> **Goal**:
Count the lines in the records below that contain the string "dirt", treating uppercase and lowercase as different, and reply with only that number.
#### Records provided
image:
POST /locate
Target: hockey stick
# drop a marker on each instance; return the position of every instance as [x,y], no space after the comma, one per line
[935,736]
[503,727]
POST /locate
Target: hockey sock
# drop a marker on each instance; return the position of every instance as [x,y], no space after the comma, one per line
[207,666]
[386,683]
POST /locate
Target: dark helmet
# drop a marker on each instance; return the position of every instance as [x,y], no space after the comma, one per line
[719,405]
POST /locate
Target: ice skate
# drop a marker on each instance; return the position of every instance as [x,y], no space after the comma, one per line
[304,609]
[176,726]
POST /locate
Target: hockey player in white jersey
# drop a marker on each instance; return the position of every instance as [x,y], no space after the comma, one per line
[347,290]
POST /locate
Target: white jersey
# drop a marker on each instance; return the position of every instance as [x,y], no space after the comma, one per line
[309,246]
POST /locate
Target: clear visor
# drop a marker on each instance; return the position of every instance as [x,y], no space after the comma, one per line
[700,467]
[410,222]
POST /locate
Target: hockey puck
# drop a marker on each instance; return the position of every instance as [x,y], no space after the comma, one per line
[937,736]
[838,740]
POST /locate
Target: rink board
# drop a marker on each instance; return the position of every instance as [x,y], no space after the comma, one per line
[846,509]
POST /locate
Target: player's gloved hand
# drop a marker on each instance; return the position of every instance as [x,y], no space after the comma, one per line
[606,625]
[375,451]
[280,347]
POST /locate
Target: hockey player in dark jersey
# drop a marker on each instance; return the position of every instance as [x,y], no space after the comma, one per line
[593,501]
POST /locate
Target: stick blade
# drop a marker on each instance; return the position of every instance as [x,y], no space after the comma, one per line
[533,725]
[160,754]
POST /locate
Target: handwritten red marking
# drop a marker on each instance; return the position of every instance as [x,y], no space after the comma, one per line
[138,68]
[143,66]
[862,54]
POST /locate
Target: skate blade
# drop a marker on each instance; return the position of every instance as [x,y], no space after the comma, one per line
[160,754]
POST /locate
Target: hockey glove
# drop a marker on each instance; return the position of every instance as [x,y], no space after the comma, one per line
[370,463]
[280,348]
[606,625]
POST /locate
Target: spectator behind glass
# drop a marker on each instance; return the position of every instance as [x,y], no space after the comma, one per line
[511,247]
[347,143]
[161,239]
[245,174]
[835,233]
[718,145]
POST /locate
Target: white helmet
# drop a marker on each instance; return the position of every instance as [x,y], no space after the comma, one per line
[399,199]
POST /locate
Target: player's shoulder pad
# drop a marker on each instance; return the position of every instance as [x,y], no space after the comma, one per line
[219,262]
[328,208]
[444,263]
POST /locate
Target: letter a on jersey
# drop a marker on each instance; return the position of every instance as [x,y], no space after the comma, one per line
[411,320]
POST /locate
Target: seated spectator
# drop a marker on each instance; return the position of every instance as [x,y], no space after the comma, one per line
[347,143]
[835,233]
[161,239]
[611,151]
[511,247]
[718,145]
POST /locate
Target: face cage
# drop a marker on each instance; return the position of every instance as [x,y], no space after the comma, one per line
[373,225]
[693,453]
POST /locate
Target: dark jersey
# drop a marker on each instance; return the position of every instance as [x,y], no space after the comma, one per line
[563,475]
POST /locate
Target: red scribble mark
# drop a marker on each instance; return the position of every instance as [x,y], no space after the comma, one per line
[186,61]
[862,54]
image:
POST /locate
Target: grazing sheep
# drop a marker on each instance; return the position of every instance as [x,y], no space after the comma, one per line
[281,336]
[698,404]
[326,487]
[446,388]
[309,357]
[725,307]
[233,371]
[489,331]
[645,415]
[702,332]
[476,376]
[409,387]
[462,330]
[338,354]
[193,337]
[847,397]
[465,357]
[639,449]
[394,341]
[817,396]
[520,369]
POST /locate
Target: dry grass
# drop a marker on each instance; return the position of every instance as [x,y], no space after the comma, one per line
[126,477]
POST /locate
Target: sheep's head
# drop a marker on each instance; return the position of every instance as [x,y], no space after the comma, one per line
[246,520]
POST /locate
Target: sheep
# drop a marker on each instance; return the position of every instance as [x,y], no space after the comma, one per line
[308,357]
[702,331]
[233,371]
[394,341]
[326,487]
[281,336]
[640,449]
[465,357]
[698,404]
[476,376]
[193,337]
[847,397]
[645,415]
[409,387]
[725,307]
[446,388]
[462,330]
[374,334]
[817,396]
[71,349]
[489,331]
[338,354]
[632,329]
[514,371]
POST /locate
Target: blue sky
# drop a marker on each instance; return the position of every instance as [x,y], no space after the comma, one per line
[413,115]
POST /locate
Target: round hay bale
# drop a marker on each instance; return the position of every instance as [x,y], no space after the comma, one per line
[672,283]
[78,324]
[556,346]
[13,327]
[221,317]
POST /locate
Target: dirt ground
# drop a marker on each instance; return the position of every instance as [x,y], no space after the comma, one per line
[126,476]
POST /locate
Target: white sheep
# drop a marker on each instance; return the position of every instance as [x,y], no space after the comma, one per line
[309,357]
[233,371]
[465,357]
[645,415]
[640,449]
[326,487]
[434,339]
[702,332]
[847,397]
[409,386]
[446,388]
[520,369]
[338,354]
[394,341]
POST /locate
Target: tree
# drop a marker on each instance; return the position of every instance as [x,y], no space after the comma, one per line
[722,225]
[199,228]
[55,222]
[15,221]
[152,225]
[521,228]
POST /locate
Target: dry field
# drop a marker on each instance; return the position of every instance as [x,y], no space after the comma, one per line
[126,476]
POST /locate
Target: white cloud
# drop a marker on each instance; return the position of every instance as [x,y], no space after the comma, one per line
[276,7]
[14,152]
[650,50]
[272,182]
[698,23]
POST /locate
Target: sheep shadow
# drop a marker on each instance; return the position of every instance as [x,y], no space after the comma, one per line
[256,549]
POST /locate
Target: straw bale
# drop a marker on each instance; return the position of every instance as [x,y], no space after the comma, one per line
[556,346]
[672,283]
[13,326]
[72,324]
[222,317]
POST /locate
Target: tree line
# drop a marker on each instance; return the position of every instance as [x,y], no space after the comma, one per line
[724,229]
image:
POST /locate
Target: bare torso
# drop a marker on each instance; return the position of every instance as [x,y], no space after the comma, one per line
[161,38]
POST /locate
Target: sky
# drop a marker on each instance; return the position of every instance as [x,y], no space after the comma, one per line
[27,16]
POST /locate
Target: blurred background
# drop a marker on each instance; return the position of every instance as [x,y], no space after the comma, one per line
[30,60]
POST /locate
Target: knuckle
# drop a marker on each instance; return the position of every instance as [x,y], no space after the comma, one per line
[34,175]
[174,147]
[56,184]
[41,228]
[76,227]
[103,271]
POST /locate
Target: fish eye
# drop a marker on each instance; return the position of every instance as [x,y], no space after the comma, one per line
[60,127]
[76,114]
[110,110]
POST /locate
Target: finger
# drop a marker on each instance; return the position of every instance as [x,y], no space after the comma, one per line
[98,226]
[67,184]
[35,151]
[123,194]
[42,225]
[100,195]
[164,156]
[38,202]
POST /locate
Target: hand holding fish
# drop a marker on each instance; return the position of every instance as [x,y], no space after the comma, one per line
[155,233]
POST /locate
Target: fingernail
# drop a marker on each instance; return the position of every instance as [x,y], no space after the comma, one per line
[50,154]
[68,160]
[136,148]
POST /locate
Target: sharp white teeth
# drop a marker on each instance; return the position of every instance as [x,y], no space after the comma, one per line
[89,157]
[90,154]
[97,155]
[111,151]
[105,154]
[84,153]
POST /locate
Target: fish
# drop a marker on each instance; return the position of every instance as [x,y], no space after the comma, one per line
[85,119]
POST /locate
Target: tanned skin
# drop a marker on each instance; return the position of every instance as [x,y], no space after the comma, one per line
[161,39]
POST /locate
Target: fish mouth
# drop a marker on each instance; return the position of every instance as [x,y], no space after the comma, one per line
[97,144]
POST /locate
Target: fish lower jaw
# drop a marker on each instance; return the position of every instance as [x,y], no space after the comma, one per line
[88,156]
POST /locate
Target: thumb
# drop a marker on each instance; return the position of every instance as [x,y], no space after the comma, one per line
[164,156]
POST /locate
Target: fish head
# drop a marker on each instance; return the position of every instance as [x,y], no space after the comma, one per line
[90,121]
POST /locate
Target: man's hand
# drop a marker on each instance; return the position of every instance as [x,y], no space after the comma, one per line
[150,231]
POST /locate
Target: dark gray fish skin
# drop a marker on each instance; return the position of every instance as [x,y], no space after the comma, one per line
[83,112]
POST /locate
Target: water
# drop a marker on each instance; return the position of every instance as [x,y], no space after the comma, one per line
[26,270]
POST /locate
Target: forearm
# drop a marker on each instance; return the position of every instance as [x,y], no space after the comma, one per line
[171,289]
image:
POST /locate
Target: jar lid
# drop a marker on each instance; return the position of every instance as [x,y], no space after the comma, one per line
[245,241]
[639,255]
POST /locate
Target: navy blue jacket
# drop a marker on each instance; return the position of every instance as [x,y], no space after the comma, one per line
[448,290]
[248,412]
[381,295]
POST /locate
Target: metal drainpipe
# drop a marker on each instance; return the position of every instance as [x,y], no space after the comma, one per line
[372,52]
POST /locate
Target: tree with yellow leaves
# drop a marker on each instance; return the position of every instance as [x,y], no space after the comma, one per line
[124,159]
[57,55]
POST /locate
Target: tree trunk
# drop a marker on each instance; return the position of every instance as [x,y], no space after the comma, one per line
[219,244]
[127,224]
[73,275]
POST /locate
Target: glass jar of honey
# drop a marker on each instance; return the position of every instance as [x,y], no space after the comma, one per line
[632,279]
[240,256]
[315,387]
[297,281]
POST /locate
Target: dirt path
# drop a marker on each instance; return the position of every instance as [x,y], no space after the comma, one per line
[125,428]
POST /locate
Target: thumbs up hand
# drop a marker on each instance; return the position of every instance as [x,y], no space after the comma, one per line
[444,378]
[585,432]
########
> **Result for this task**:
2